[TASK DESCRIPTION] Write out the lines of the material below exactly, beginning at the line with "GET /detect?query=forest tree line" and stopping after the line with "GET /detect?query=reflective vest", and leave out the pictures.

[TASK INPUT]
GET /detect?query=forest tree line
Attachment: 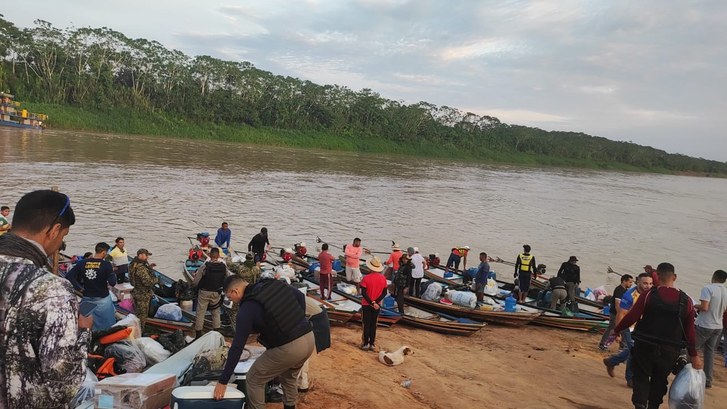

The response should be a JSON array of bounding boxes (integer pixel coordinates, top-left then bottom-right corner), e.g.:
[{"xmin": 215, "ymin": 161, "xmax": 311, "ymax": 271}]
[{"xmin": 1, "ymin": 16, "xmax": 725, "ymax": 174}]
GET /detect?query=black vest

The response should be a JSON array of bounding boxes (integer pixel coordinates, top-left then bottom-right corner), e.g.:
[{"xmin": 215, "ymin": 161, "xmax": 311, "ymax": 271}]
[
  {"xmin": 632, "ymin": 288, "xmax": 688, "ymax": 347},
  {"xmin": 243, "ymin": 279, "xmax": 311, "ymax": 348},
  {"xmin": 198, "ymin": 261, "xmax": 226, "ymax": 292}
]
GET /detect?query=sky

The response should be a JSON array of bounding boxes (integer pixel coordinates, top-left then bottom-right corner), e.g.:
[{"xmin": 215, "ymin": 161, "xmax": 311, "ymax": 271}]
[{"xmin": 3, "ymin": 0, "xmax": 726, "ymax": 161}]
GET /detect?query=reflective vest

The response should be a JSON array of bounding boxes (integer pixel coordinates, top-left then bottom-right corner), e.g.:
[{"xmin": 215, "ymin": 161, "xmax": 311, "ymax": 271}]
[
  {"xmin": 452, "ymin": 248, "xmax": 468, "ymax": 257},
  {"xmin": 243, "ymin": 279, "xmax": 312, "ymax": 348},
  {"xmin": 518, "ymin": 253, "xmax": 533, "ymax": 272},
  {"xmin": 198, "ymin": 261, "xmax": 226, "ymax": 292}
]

* * *

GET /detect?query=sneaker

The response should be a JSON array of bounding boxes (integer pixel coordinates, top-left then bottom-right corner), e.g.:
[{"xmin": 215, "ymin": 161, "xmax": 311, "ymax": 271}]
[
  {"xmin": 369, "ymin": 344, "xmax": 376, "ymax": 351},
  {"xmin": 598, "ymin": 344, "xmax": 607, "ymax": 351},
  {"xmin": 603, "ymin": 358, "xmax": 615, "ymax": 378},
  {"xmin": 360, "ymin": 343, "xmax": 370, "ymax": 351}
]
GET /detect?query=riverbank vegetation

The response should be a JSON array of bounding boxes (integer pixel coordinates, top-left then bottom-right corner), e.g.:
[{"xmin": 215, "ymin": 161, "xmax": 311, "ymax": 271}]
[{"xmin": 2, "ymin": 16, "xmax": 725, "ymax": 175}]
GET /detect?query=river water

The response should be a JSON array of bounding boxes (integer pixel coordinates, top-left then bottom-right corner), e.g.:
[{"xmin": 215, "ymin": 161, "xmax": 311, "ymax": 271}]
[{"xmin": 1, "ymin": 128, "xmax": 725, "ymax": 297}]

[RESULT OF THIS EXERCISE]
GET /detect?query=forest tree line
Attachment: 

The response should be a JSON array of bounding boxes (integer pixel coordinates, top-left then bottom-right corner), e.g.:
[{"xmin": 215, "ymin": 161, "xmax": 311, "ymax": 271}]
[{"xmin": 1, "ymin": 16, "xmax": 725, "ymax": 174}]
GET /detect?query=black vest

The response should be a JSON array of bounding boxes (integer pixel coordinates, top-left then bottom-right corner), e.g.:
[{"xmin": 215, "ymin": 161, "xmax": 311, "ymax": 271}]
[
  {"xmin": 632, "ymin": 288, "xmax": 688, "ymax": 347},
  {"xmin": 243, "ymin": 279, "xmax": 311, "ymax": 348},
  {"xmin": 198, "ymin": 261, "xmax": 226, "ymax": 292}
]
GET /detect?query=sky

The response should be a JSON array of bounding boxes (integer pixel coordinates, top-left then bottom-right corner), e.g.:
[{"xmin": 215, "ymin": 161, "xmax": 311, "ymax": 271}]
[{"xmin": 3, "ymin": 0, "xmax": 726, "ymax": 161}]
GET /detect?query=reflective vest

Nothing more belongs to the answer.